(SOURCE EXTRACT)
Valley in the Yorkshire Dales, England

Sleddale is a short, narrow valley to the south of Wensleydale in North Yorkshire, England. The waters draining down the valley feed into the River Ure and form part of the Humber Catchment. The valley has only one settlement, Gayle, although Hawes lies at the mouth of the beck where it runs into the River Ure. The dale is characterised by upland farming and historical mine workings, and is between the slopes of Dodd Fell to the west, and Wether Fell to the east.

== History ==
The name Sleddale first appears in documents in 1280 as Seldalegile. The name is a combination of the Old English words of slæd and dæl, meaning slow-dale. The name of the beck which flows down the valley (Duerley Beck), has not influenced the name of the dale (or vice versa), which does occur in the Yorkshire Dales, but is uncommon. Occasionally, the name for the water down the valley was referred to as Sleddale Beck. According to the Yorkshire Dales National Park Authority, the dale extends from Tongue Wood in the south, to just above (south of) the hamlet of Gayle, and is a classic U-shaped glacial valley, that feeds into Mid-Wensleydale.

Historically, the dale was in the Ancient Parish of Askrigg, but is now part of the civil parish of Hawes. The dale was traditionally a farming valley with a history of hay-making, and circular buildings set aside for silage evident in the dale. However, even this was not easy as the land is not as cultivable as nearby pastures, and as such, the dale is largely undeveloped. Besides upland farming, one of the old industries in the valley was the picking of cloudberries. They grew with such abundance on the upper slopes of the valley that the berries were regularly sold at markets in Hawes and Settle. The dale was enclosed in 1816, along with most other areas around Hawes and Bainbridge.

The road through Sleddale from Gayle, goes up over the moors past Fleet Moss and into Langstrothdale. Between Gayle and Fleet Moss, the road is known as Beggarman's Road, and follows the contours of the eastern side of the valley. The road is Yorkshire's highest road capable of accepting normal motorised vehicular traffic, and the climb from Gayle is 1,000 ft in only 3 mi. It is also noted as being a tough bicycle ride for cyclists going up the valley.

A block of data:
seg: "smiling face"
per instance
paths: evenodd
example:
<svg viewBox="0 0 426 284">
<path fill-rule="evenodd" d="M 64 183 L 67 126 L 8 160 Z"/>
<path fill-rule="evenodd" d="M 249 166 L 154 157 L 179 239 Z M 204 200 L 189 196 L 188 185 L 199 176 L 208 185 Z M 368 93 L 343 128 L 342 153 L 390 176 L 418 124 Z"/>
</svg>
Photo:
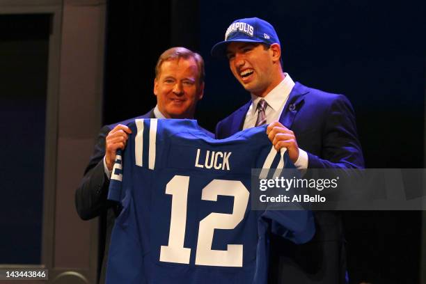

(REQUIRED WORK)
A - Which names of rivers or becks appear in the text about Sleddale? List every one.
B - Print the records line for line, word for word, with the pictures left out.

(RESULTS)
A - River Ure, Duerley Beck, Sleddale Beck

B -
seg: "smiling face"
per instance
paths: evenodd
example:
<svg viewBox="0 0 426 284">
<path fill-rule="evenodd" d="M 64 183 L 67 126 L 8 160 Z"/>
<path fill-rule="evenodd" d="M 249 166 L 154 157 L 179 239 Z M 204 200 L 189 196 L 188 185 L 199 176 L 208 185 Z M 368 93 L 343 128 L 342 153 L 390 176 L 418 124 Z"/>
</svg>
Photo:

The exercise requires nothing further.